TASK INSTRUCTIONS: Please turn each line of text in the items into a numbered list, one entry per line, omitting blank lines and leaving out the pictures.

Photo labels with boxes:
◇ ◇ ◇ ◇ ◇
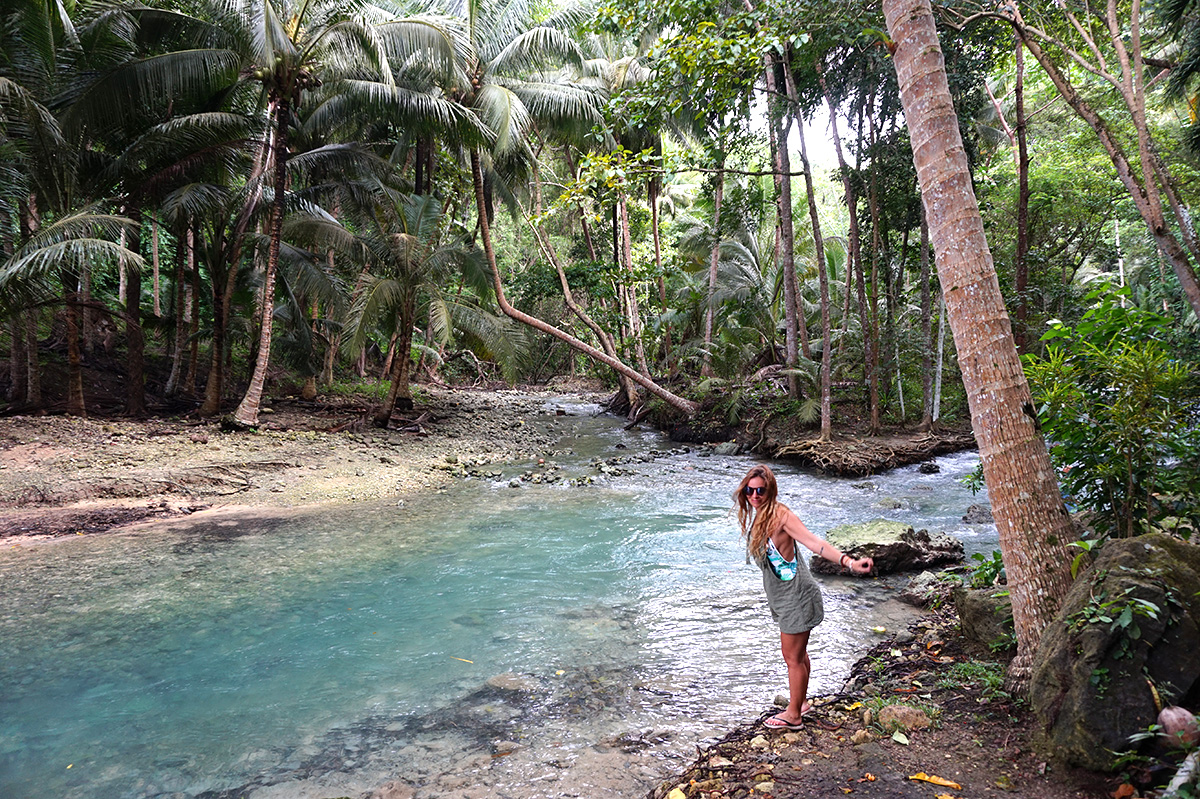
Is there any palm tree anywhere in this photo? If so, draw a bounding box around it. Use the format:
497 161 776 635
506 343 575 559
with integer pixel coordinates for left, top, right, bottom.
883 0 1074 689
349 186 484 427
◇ ◇ ◇ ◇ ◇
THE RESPONSE:
1. Is there any palm tree anywhere in this photo? If so, draw a bounding box around it. Use the format:
2. 497 161 776 635
3. 506 343 575 559
4. with integer pixel coordinates for left, top, right, bottom.
5. 883 0 1074 689
6. 349 186 484 427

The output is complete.